Task item:
Nothing should change. Output the data exactly.

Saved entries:
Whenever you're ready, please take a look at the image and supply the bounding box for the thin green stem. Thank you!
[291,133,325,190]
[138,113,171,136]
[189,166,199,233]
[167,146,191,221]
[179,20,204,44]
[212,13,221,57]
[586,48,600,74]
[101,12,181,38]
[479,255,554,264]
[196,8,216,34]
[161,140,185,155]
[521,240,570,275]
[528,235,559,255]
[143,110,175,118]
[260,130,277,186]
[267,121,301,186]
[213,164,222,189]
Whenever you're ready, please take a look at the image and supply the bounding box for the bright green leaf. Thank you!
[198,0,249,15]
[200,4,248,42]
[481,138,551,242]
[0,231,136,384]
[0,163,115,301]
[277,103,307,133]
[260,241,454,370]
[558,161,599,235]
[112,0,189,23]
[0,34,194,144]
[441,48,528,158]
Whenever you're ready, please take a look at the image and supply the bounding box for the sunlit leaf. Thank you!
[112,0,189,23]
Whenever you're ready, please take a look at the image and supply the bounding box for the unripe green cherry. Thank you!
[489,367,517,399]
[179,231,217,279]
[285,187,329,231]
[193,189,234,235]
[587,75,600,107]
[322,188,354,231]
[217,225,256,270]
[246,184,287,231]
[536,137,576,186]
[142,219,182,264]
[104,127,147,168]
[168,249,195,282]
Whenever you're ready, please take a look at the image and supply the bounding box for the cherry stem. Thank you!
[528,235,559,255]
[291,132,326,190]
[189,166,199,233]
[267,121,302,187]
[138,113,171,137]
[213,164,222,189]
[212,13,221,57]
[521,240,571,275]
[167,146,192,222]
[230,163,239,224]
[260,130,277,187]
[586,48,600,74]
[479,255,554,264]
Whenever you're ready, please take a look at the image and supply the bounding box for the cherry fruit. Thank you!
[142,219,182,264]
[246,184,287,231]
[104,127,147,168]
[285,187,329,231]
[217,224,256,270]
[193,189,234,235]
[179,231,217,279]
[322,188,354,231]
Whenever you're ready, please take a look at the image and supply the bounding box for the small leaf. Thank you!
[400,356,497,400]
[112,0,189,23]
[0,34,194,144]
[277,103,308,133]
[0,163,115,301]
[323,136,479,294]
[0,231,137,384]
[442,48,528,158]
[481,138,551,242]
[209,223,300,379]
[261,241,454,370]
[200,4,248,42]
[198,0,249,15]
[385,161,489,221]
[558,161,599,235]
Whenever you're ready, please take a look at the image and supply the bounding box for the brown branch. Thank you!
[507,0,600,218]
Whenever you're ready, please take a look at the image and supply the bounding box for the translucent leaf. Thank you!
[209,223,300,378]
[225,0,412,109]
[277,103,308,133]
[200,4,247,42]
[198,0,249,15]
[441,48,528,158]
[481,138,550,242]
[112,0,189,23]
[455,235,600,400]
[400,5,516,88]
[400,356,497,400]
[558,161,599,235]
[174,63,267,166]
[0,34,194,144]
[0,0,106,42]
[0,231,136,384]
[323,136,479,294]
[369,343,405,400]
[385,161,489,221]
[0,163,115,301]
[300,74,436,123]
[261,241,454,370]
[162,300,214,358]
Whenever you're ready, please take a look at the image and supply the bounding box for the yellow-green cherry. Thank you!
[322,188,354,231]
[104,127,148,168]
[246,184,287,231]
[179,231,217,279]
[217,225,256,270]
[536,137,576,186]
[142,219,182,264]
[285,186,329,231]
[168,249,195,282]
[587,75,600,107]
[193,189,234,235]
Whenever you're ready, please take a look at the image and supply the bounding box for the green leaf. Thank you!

Answer for this exercise:
Whenever you're ready, please take a look at the image and supply the bounding box for the thin green stem. Thank you!
[291,133,325,190]
[138,113,171,136]
[189,166,199,233]
[167,146,191,221]
[179,20,204,44]
[212,13,221,57]
[586,48,600,74]
[101,12,181,38]
[479,255,554,264]
[196,8,216,34]
[161,140,185,155]
[521,240,570,275]
[528,235,559,255]
[143,110,175,118]
[260,130,277,186]
[267,121,301,186]
[213,164,222,189]
Whenever you're ready, please take a look at the image and supply the bounding box for the bright green leaf. Thank you!
[198,0,249,15]
[200,4,248,42]
[481,138,551,242]
[0,231,136,384]
[0,163,115,301]
[277,103,307,133]
[260,241,454,370]
[558,161,599,235]
[112,0,189,23]
[0,34,194,144]
[441,48,528,158]
Whenever you're ready, please take a look at the image and supply the bounding box for the sunlit leaf. Thank you!
[112,0,189,23]
Whenever you're ready, please take a look at the image and supply the bounding box for the unripe green cherry. Thank you!
[489,367,517,399]
[179,231,217,279]
[285,187,329,231]
[193,189,234,235]
[587,75,600,107]
[322,188,354,231]
[217,225,256,270]
[246,184,287,231]
[536,137,576,186]
[142,219,182,264]
[104,127,147,168]
[168,249,195,282]
Whenever you're ready, please take a look at the image and supply the bounding box for the cherry stem. Thank you!
[528,235,559,255]
[291,132,326,190]
[189,166,199,233]
[267,121,302,187]
[138,113,171,137]
[213,164,222,189]
[212,13,221,57]
[521,240,571,275]
[167,146,192,222]
[230,163,239,224]
[260,130,277,187]
[586,48,600,74]
[479,255,554,264]
Whenever you're ready, please take a look at the image and supply the bounding box for the cherry fruit. Thank you!
[142,219,182,264]
[246,184,287,231]
[104,127,147,168]
[285,187,329,231]
[217,224,256,270]
[193,189,234,235]
[179,231,217,279]
[322,188,354,231]
Whenever you're ready, please take a look at the image and supply the bounding box for the small leaf. Thank you!
[400,356,497,400]
[112,0,189,23]
[0,34,194,144]
[277,103,308,133]
[0,163,115,301]
[323,136,479,294]
[0,231,137,384]
[442,48,528,158]
[481,138,551,242]
[209,223,300,379]
[261,241,454,370]
[200,4,248,42]
[198,0,249,15]
[385,161,489,221]
[558,161,599,235]
Whenever you're ready, please take a look at the image and supply the bounding box for the brown branch. Thank you!
[507,0,600,218]
Whenever you're ready, please take a look at the image and supply the bounding box for the translucent leaf. Thank you!
[209,223,300,378]
[225,0,412,109]
[277,103,308,133]
[200,4,247,42]
[198,0,249,15]
[441,48,528,158]
[481,138,550,242]
[112,0,189,23]
[455,235,600,400]
[400,5,516,88]
[400,356,497,400]
[558,161,599,235]
[174,63,267,166]
[0,34,194,144]
[0,0,106,42]
[0,231,136,384]
[323,136,479,294]
[369,343,405,400]
[385,161,489,221]
[0,163,115,301]
[300,74,436,123]
[261,241,454,370]
[162,300,214,358]
Whenever you're ready, please take a look at the image and supply the bounding box for the yellow-green cherry. Thank you!
[322,188,354,231]
[104,127,148,168]
[246,184,287,231]
[179,231,217,279]
[217,225,256,270]
[536,137,576,186]
[142,219,182,264]
[285,186,329,231]
[168,249,195,282]
[587,75,600,107]
[193,189,234,235]
Whenever you're ready, please take a look at the image and supply the bounding box for the green leaf. Thank you!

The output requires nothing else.